- Prompt:
Please transcribe every row below line for line, changing nothing.

BEGIN Provided material

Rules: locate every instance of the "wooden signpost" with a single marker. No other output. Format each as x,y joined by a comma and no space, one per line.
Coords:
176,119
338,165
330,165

END Provided material

- Solution to this exercise:
Rules: locate every instance of the "wooden signpost" with a single marker. No other output. Format each as x,y joined by a comma and no space, one per line.
Coords:
176,119
338,165
330,165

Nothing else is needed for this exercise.